Stored data entries:
——————————

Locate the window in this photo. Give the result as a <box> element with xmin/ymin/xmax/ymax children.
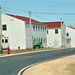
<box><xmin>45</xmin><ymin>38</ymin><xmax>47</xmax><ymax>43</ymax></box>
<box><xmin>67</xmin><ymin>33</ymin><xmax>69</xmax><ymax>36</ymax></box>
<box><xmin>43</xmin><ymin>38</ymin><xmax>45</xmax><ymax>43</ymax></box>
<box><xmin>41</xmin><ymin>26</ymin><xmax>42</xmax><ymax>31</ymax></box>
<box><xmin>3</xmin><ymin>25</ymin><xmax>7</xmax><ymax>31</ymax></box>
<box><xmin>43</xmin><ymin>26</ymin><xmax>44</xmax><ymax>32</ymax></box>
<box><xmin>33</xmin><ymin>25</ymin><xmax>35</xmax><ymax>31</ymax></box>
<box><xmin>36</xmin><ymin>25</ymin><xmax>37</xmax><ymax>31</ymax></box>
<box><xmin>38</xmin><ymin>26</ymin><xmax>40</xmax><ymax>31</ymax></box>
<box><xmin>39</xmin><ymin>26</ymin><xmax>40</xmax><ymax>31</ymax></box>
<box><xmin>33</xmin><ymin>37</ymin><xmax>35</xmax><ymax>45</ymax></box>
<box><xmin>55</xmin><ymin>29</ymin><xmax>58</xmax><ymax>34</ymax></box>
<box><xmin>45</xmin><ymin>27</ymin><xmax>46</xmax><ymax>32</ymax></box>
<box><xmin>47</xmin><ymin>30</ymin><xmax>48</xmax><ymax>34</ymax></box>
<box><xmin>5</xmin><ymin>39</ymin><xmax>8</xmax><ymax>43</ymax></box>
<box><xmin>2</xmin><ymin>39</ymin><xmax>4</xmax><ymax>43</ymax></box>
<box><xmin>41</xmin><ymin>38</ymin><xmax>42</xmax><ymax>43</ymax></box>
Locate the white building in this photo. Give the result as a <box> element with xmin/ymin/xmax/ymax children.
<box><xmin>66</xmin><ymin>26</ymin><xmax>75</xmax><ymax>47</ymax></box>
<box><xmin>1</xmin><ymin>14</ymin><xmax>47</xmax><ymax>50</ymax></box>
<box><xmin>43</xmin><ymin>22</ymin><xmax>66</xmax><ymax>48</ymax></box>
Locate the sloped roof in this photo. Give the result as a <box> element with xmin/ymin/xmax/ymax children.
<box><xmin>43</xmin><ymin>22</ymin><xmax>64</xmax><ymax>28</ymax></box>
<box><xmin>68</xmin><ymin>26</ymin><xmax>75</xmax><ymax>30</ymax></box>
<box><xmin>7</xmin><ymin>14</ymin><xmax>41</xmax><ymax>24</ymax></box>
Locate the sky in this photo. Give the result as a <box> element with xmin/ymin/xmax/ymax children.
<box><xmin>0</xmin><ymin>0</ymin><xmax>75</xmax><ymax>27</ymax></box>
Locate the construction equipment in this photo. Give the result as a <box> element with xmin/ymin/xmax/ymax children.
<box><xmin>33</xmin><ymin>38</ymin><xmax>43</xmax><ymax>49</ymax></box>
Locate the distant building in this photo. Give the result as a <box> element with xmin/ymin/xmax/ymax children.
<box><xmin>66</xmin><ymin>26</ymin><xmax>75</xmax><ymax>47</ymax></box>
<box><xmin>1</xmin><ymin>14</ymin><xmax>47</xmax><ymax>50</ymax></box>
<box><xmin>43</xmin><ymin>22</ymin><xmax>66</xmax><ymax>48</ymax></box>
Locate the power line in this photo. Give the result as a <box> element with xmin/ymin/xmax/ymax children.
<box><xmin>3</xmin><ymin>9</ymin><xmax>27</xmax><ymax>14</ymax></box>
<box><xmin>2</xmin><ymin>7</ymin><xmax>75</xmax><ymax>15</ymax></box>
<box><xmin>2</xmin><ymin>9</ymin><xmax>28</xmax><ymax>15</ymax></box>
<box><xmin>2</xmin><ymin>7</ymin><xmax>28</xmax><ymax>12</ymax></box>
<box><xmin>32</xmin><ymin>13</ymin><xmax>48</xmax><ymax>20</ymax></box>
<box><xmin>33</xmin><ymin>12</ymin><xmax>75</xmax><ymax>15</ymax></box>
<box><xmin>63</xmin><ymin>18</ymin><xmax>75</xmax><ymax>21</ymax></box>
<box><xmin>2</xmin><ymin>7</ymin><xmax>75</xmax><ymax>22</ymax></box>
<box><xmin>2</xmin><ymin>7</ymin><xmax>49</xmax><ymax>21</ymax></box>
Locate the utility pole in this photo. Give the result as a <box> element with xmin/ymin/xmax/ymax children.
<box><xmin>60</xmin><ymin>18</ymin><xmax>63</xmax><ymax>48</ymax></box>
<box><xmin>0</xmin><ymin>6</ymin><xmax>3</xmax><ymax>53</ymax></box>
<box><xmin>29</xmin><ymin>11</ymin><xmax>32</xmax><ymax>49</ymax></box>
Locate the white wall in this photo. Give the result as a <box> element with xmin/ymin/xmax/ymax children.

——————————

WORK REQUEST> Every record must be duplicated exactly, except for the pictures, which are left out.

PROBLEM SOLUTION>
Locate the window in this photo. Give the result as a <box> element with xmin/ymin/xmax/ymax children.
<box><xmin>45</xmin><ymin>38</ymin><xmax>47</xmax><ymax>43</ymax></box>
<box><xmin>67</xmin><ymin>33</ymin><xmax>69</xmax><ymax>36</ymax></box>
<box><xmin>43</xmin><ymin>38</ymin><xmax>45</xmax><ymax>43</ymax></box>
<box><xmin>41</xmin><ymin>26</ymin><xmax>42</xmax><ymax>31</ymax></box>
<box><xmin>3</xmin><ymin>25</ymin><xmax>7</xmax><ymax>31</ymax></box>
<box><xmin>43</xmin><ymin>26</ymin><xmax>44</xmax><ymax>32</ymax></box>
<box><xmin>33</xmin><ymin>25</ymin><xmax>35</xmax><ymax>31</ymax></box>
<box><xmin>36</xmin><ymin>25</ymin><xmax>37</xmax><ymax>31</ymax></box>
<box><xmin>38</xmin><ymin>26</ymin><xmax>40</xmax><ymax>31</ymax></box>
<box><xmin>39</xmin><ymin>26</ymin><xmax>40</xmax><ymax>31</ymax></box>
<box><xmin>33</xmin><ymin>37</ymin><xmax>35</xmax><ymax>45</ymax></box>
<box><xmin>55</xmin><ymin>29</ymin><xmax>58</xmax><ymax>34</ymax></box>
<box><xmin>45</xmin><ymin>27</ymin><xmax>46</xmax><ymax>32</ymax></box>
<box><xmin>47</xmin><ymin>30</ymin><xmax>48</xmax><ymax>34</ymax></box>
<box><xmin>5</xmin><ymin>39</ymin><xmax>8</xmax><ymax>43</ymax></box>
<box><xmin>2</xmin><ymin>39</ymin><xmax>4</xmax><ymax>43</ymax></box>
<box><xmin>41</xmin><ymin>38</ymin><xmax>42</xmax><ymax>43</ymax></box>
Locate the white building in this photo. Give the result as a <box> element with xmin/ymin/xmax/ymax children.
<box><xmin>66</xmin><ymin>26</ymin><xmax>75</xmax><ymax>47</ymax></box>
<box><xmin>1</xmin><ymin>14</ymin><xmax>47</xmax><ymax>50</ymax></box>
<box><xmin>43</xmin><ymin>22</ymin><xmax>66</xmax><ymax>48</ymax></box>
Locate the sloped roof in this photo. Give the result as a <box> element with xmin/ymin/xmax/ymax children.
<box><xmin>43</xmin><ymin>22</ymin><xmax>64</xmax><ymax>28</ymax></box>
<box><xmin>68</xmin><ymin>26</ymin><xmax>75</xmax><ymax>30</ymax></box>
<box><xmin>7</xmin><ymin>14</ymin><xmax>41</xmax><ymax>24</ymax></box>
Locate the sky in this photo. Give the result as a <box> element with xmin/ymin/xmax/ymax children.
<box><xmin>0</xmin><ymin>0</ymin><xmax>75</xmax><ymax>27</ymax></box>
Locate the construction equipment in this photo. Give the result as a <box> element with xmin/ymin/xmax/ymax children.
<box><xmin>33</xmin><ymin>38</ymin><xmax>43</xmax><ymax>49</ymax></box>
Locate the distant building in this photo. Give the result as a <box> element with xmin/ymin/xmax/ymax children.
<box><xmin>66</xmin><ymin>26</ymin><xmax>75</xmax><ymax>47</ymax></box>
<box><xmin>1</xmin><ymin>14</ymin><xmax>47</xmax><ymax>50</ymax></box>
<box><xmin>43</xmin><ymin>22</ymin><xmax>66</xmax><ymax>48</ymax></box>
Locate the power line in this photo. Give the result as a <box> element with xmin/ymin/xmax/ymax children.
<box><xmin>3</xmin><ymin>9</ymin><xmax>27</xmax><ymax>14</ymax></box>
<box><xmin>2</xmin><ymin>7</ymin><xmax>75</xmax><ymax>15</ymax></box>
<box><xmin>2</xmin><ymin>9</ymin><xmax>28</xmax><ymax>15</ymax></box>
<box><xmin>2</xmin><ymin>7</ymin><xmax>28</xmax><ymax>12</ymax></box>
<box><xmin>32</xmin><ymin>13</ymin><xmax>48</xmax><ymax>20</ymax></box>
<box><xmin>33</xmin><ymin>12</ymin><xmax>75</xmax><ymax>15</ymax></box>
<box><xmin>63</xmin><ymin>18</ymin><xmax>75</xmax><ymax>21</ymax></box>
<box><xmin>2</xmin><ymin>7</ymin><xmax>75</xmax><ymax>22</ymax></box>
<box><xmin>2</xmin><ymin>7</ymin><xmax>49</xmax><ymax>21</ymax></box>
Locate the utility pole in this photo. Give the result as a <box> element with xmin/ymin/xmax/ymax children.
<box><xmin>60</xmin><ymin>18</ymin><xmax>63</xmax><ymax>48</ymax></box>
<box><xmin>0</xmin><ymin>6</ymin><xmax>3</xmax><ymax>53</ymax></box>
<box><xmin>29</xmin><ymin>11</ymin><xmax>32</xmax><ymax>49</ymax></box>
Locate the white wall in this photo. Give the result as a <box> element with xmin/ymin/xmax/ymax children.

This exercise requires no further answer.